▸ WHAT YOU HAVE TO DO
Among the entries below, copy every line that carries the word "horse".
══════
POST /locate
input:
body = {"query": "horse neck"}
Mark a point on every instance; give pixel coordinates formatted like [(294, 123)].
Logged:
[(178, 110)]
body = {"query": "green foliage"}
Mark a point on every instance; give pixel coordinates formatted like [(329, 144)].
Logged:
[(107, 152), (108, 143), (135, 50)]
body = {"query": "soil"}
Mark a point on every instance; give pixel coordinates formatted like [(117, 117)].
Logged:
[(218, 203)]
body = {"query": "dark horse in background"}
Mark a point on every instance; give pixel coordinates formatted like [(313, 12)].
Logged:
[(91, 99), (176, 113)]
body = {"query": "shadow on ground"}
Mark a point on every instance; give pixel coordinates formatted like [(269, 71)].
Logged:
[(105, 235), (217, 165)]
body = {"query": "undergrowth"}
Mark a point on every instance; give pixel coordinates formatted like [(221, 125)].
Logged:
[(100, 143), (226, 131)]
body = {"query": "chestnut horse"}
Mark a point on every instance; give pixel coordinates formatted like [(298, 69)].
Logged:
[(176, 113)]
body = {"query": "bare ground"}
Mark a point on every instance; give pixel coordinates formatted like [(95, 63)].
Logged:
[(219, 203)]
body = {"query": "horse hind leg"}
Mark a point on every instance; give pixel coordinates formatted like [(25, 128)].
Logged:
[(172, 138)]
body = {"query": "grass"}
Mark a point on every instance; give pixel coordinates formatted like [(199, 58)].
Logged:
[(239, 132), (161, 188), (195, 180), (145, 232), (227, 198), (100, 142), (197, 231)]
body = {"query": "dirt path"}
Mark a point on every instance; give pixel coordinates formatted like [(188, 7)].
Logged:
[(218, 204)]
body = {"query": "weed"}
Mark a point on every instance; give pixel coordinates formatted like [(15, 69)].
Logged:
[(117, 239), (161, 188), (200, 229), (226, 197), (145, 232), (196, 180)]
══════
▸ RESPONSE
body = {"query": "horse neck"}
body = {"query": "dark horse in background"}
body = {"query": "chestnut horse"}
body = {"query": "horse hind leg"}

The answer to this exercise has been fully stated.